## Task description
Only the lines below starting at the one that contains "rough mask: <svg" and ending at the one that contains "positive clicks: (268, 210) (112, 27)" are to be reproduced, exactly and with both ends kept.

◆ ◆ ◆ ◆

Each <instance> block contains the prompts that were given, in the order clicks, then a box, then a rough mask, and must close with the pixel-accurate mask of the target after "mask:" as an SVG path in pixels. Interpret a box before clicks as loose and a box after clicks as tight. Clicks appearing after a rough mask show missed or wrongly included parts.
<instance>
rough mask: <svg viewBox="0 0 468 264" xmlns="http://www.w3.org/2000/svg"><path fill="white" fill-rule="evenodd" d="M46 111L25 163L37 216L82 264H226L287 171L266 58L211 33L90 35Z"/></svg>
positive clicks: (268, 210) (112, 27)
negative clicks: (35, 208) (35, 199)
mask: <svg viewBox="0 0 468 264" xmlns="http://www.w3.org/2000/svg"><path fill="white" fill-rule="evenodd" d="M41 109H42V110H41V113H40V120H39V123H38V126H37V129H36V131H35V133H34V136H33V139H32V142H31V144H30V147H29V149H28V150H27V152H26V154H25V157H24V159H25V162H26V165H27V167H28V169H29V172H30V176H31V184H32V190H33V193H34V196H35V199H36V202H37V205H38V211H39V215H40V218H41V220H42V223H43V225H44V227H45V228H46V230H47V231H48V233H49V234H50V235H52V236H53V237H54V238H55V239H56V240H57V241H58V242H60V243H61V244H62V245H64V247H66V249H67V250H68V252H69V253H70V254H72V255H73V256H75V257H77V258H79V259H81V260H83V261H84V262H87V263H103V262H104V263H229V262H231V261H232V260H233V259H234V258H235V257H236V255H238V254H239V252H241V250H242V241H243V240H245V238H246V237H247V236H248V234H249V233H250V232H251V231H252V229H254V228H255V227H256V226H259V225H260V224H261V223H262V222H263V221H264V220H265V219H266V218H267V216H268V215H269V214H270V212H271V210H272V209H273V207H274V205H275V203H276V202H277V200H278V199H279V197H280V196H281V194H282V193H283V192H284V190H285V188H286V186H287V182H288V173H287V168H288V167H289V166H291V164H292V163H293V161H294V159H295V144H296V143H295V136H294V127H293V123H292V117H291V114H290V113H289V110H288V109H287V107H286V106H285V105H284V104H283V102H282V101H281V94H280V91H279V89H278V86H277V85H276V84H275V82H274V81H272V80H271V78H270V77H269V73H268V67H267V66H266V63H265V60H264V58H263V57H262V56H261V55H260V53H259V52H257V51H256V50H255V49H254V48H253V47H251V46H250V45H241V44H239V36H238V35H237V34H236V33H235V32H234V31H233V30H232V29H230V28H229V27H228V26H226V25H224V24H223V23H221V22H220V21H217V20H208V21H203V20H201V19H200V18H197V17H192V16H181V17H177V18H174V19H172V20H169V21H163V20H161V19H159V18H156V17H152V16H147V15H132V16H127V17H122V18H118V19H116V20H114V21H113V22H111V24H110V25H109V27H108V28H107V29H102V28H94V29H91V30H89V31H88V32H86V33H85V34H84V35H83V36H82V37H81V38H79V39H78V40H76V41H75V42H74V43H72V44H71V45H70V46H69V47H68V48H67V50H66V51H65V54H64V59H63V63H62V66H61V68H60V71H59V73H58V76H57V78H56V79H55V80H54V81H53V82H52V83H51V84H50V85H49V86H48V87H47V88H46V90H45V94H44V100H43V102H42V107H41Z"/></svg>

◆ ◆ ◆ ◆

## Solved problem
rough mask: <svg viewBox="0 0 468 264" xmlns="http://www.w3.org/2000/svg"><path fill="white" fill-rule="evenodd" d="M46 111L25 163L37 216L82 264H226L287 171L266 58L211 33L90 35Z"/></svg>
positive clicks: (268, 210) (112, 27)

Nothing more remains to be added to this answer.